┌──

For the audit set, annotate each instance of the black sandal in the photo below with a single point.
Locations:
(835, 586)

└──
┌──

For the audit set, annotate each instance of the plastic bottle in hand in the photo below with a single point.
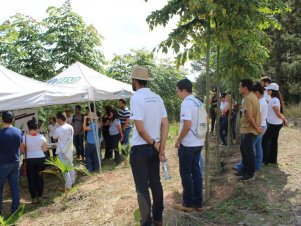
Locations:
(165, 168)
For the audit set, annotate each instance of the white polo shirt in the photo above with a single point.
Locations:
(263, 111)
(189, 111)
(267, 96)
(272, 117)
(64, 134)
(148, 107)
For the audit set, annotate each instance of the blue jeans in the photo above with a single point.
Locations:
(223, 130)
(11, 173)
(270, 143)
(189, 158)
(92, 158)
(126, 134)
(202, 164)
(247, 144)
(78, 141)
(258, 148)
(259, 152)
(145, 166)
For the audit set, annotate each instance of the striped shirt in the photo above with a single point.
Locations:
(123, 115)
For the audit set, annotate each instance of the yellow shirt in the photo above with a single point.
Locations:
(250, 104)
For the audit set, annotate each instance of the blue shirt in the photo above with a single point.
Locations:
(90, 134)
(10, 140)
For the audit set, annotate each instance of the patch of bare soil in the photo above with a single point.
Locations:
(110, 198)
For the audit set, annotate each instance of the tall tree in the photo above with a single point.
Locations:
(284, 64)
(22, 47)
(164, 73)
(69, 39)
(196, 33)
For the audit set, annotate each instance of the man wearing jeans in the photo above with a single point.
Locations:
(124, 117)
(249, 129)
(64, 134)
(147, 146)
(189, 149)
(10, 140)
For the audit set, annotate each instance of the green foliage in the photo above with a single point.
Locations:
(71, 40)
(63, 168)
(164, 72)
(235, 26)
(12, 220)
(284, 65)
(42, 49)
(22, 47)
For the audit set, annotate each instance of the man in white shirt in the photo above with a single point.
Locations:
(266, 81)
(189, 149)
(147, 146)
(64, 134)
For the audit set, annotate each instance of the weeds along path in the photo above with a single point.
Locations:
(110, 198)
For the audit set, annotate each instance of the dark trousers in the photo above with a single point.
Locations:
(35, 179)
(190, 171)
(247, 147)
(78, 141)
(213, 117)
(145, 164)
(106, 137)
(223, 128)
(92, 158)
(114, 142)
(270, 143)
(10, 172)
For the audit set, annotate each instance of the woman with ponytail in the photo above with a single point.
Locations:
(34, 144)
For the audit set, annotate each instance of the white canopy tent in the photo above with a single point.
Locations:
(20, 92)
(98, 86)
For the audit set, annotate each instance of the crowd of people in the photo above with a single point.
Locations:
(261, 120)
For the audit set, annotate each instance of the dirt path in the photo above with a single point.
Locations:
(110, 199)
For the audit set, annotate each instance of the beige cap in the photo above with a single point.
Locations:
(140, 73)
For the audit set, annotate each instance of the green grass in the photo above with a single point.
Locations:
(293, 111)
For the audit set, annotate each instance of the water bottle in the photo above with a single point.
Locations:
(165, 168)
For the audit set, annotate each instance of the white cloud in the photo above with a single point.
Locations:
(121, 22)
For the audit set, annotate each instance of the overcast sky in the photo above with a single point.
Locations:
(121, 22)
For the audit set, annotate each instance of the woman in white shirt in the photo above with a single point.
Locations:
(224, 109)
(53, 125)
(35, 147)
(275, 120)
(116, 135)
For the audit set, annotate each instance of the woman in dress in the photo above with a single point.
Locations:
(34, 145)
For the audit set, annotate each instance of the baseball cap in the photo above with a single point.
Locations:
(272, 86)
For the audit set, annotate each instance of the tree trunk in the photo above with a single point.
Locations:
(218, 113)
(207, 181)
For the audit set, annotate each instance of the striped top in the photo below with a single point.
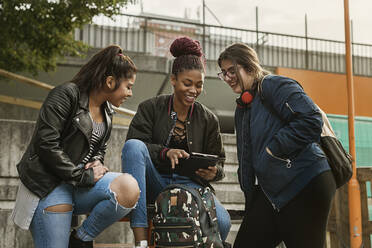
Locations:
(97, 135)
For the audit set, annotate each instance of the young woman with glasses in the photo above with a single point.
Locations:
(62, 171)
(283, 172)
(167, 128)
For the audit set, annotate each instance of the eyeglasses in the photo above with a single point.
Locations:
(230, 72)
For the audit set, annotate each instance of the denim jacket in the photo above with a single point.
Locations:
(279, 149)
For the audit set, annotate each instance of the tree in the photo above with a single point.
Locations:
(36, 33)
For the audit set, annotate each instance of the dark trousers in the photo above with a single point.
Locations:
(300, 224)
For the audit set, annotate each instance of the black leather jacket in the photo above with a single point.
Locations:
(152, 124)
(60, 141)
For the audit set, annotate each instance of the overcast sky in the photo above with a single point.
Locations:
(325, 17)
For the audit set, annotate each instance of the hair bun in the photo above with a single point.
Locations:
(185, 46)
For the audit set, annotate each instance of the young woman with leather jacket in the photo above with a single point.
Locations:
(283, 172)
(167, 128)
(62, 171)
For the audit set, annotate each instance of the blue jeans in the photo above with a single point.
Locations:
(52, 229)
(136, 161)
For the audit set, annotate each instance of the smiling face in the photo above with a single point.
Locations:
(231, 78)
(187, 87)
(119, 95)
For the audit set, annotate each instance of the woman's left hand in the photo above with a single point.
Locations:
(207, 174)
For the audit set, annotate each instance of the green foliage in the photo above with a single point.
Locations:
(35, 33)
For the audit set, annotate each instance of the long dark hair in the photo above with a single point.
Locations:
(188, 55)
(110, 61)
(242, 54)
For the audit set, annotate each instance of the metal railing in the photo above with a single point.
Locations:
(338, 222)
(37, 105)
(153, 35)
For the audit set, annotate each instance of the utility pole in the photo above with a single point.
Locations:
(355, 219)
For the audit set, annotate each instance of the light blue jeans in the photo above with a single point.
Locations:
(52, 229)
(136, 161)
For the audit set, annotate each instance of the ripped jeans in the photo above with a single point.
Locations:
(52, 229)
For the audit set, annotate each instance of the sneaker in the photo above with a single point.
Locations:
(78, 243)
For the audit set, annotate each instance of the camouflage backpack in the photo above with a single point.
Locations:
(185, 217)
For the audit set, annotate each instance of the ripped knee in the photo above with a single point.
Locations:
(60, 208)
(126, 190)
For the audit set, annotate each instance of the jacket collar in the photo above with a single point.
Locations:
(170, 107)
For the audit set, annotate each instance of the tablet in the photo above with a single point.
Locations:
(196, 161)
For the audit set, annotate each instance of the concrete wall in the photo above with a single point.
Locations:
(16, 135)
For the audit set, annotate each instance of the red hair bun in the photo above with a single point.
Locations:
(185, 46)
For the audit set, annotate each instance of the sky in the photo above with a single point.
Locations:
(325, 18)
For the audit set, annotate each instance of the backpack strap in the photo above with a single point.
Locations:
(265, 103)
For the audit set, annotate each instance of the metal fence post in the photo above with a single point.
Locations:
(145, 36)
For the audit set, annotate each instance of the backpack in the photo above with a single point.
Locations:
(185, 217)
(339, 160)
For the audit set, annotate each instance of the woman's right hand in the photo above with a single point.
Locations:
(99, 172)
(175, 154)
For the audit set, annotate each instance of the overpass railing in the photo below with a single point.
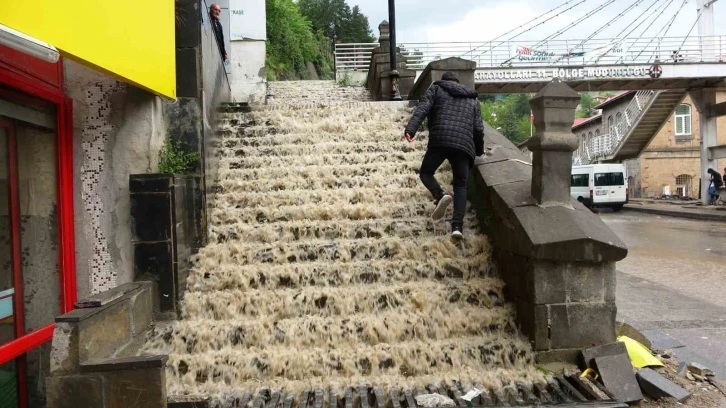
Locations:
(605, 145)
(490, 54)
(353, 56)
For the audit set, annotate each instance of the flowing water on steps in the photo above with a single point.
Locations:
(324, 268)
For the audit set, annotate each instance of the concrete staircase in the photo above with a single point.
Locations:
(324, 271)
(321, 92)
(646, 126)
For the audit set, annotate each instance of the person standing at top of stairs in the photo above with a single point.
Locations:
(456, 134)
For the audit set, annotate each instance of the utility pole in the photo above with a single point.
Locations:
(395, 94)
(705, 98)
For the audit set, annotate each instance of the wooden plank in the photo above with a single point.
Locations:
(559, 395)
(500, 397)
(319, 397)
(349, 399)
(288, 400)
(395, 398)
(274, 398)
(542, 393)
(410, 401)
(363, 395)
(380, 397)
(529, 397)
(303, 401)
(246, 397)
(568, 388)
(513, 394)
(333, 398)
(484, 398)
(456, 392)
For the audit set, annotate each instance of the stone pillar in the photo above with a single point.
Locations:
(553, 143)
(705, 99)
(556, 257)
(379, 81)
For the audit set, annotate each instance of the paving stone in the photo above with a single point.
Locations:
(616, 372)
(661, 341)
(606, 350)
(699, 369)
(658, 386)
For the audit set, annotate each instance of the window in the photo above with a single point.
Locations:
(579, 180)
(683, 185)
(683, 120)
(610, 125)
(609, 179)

└──
┌──

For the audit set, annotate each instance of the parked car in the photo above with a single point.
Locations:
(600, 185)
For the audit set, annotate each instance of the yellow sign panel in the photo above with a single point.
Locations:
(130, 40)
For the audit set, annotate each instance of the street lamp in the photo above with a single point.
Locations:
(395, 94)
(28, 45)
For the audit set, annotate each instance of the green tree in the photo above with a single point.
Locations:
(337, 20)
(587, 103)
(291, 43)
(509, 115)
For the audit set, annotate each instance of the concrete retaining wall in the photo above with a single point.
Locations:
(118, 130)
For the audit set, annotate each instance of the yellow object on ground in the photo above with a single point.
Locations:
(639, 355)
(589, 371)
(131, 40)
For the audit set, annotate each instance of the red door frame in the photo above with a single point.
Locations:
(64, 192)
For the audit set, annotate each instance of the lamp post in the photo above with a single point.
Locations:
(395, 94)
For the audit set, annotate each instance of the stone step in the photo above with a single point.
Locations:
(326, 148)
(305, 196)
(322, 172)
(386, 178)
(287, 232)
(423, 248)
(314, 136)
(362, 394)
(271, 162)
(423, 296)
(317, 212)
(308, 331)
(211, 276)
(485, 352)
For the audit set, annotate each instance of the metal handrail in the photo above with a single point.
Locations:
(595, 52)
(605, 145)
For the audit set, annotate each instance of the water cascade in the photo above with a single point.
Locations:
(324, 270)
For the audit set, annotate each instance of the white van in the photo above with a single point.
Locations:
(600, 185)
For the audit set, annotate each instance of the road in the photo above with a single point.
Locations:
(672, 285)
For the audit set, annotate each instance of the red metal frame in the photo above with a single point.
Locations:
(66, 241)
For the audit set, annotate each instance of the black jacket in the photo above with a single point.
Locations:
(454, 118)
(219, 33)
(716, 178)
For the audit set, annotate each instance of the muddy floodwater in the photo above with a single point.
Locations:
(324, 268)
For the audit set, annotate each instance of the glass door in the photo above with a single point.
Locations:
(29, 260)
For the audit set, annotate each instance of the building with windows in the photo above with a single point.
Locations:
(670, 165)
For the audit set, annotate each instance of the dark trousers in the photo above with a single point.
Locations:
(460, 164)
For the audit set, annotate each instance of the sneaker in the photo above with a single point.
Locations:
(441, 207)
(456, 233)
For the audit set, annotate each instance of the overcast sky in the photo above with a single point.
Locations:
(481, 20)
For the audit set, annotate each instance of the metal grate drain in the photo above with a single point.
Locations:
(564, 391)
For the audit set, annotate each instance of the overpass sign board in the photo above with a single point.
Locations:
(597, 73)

└──

▶ [TASK DETAILS] Your answer must consist solely of the lines above between the line holding "For the audit set, annotate each instance of the blue shirt" and the line holding "For the audit set, annotate each instance of the man wearing", inclusive, copied exactly.

▶ [RESPONSE BOX]
For the audit set, annotate each instance of the blue shirt in the photo above with a single point.
Locations:
(90, 134)
(10, 140)
For the audit set, annotate each instance of the patch of bare soil in the photo above with a single point.
Locations:
(110, 198)
For the audit set, annotate each instance of the tall tree in the photo above with a single point.
Locations:
(284, 64)
(22, 47)
(164, 73)
(69, 39)
(196, 33)
For the audit set, annotate each instance of the man wearing jeans in the photo above with a single point.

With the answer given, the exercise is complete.